*BRIEF 1:*
Print everything from "It is accepted" down to "by Mr White." in the passage on the White Loans, word for word.

★ ★ ★ ★ ★

It is accepted that Mr White received interest payments pursuant to clause 3 of the Venson Agreement. That is he received interest for the unsecured £325,000 borrowing. In the report commissioned by Ms Nicholson, Mr Taylor inaccurately described the White Loans as not being “unsecured borrowings”. He did not seek to explain how the White Loans were secured but reached the conclusion that the Venson Agreement intended the White Loans to be “equity”. He failed to analyse what equity was acquired by Mr White.
Schedule A provided a formula for calculating the premium for a sale or floatation where the Company is valued above £1,000,000.
A sale or floatation was in the contemplation of the parties from at least 8 February 2017 when the SHA was executed. It provided:
“It is the intention of the Directors that at some future date and subject to market conditions that the Company offers itself for sale or will seek a listing on the London Stock Market. When an offer to buy the Company is accepted by Shareholders holding not less than a cumulative total of seventy per cent of the Company’s £1-00 Ordinary Shares and remaining Shareholders including Founder Shareholders agree that they will accept the offer and for the same terms.”
Ms Nicholson argues that the Company had an unconditional right to withhold payment of the White Loans. If this is correct, there is no liability for accounting purposes. The argument is based on an interpretation of the Venson Agreement. First it is said that the Venson Agreement does not provide a mechanism for Mr White to demand the return of the money he advanced under the White Loans. If he cannot demand repayment the Company does not need to repay the money. It has a right to withhold payment. Ms Nicholson goes even further and says that the Company is precluded from repaying the advances in the absence of a sale or floatation.

★ ★ ★ ★ ★

*BRIEF 2:*
Count the lines of the records below that contain the word "wooden", and reply with the number only.

*RECORDS TO USE:*
★ ★ ★ ★ ★

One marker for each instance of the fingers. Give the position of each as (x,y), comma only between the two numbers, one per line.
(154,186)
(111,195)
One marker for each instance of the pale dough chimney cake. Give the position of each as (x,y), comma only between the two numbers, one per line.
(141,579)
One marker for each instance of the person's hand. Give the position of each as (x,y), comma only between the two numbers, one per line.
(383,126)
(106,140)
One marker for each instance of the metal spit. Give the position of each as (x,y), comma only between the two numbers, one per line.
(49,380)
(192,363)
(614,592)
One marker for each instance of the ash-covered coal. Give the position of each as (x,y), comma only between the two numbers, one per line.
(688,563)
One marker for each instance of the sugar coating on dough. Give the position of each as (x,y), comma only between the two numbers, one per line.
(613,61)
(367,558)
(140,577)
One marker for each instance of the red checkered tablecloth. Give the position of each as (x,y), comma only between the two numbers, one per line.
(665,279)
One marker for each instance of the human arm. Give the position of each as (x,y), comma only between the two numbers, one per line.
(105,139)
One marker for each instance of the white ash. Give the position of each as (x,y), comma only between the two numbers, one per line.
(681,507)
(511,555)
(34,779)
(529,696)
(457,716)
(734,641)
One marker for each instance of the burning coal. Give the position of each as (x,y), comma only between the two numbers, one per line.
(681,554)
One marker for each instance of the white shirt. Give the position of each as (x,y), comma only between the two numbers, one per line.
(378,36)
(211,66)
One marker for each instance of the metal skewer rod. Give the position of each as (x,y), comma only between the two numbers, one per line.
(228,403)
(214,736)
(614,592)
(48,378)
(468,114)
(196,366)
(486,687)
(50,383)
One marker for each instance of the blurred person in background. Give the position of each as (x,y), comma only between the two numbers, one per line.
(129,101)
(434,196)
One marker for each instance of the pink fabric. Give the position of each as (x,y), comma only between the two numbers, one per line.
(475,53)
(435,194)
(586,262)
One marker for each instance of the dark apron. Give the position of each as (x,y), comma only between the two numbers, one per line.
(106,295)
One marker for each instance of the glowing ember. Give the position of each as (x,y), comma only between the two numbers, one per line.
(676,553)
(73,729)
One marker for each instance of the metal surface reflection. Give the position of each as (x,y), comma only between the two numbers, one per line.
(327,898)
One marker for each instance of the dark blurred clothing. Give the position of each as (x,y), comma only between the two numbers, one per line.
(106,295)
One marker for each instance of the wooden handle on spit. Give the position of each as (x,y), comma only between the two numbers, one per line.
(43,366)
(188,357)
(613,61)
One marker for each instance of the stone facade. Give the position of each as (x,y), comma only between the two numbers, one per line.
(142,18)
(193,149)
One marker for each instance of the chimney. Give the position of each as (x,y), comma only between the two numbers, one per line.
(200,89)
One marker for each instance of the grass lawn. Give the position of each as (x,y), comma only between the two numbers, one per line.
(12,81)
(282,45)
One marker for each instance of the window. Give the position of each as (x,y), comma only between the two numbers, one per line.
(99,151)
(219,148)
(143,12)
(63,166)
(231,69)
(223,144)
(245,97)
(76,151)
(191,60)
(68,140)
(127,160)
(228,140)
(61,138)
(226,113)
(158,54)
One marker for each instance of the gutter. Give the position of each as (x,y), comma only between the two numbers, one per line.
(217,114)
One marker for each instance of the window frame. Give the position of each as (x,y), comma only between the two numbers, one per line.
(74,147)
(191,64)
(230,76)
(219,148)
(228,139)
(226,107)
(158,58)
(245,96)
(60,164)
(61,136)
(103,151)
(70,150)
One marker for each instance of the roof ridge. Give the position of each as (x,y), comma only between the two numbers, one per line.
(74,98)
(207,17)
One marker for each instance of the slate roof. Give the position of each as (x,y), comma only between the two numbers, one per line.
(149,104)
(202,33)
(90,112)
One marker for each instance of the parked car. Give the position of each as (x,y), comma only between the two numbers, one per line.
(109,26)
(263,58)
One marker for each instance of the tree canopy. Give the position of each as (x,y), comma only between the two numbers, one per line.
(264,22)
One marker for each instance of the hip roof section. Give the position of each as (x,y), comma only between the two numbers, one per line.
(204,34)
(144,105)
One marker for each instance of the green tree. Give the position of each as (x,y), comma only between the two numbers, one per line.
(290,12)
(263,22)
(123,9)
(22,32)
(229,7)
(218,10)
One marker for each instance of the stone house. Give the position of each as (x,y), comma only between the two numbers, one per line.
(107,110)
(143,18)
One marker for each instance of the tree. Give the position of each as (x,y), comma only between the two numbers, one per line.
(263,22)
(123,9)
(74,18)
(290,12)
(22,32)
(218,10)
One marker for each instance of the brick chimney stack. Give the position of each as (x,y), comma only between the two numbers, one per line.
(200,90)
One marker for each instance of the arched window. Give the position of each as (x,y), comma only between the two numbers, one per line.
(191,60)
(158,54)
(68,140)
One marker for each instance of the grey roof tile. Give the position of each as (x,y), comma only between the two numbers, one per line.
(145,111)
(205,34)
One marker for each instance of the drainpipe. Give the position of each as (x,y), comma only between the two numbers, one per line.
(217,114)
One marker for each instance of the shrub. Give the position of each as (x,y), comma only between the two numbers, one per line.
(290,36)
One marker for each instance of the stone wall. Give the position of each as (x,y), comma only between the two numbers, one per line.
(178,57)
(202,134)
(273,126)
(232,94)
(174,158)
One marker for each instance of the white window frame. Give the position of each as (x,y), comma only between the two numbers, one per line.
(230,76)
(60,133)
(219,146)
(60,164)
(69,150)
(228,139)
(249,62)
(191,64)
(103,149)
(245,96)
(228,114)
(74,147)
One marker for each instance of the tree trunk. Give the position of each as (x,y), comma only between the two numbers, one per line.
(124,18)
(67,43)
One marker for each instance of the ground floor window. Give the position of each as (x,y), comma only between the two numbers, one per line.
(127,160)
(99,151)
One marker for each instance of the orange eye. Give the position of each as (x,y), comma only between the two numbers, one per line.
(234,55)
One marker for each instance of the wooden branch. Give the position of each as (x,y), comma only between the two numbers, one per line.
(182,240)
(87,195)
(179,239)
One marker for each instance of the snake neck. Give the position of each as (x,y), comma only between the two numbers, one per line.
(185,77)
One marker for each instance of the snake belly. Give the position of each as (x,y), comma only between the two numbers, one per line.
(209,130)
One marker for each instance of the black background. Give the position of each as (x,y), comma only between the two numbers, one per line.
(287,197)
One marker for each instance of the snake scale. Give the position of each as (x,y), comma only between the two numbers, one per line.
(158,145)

★ ★ ★ ★ ★

*EXERCISE OUTPUT 1:*
It is accepted that Mr White received interest payments pursuant to clause 3 of the Venson Agreement. That is he received interest for the unsecured £325,000 borrowing. In the report commissioned by Ms Nicholson, Mr Taylor inaccurately described the White Loans as not being “unsecured borrowings”. He did not seek to explain how the White Loans were secured but reached the conclusion that the Venson Agreement intended the White Loans to be “equity”. He failed to analyse what equity was acquired by Mr White.

*EXERCISE OUTPUT 2:*
2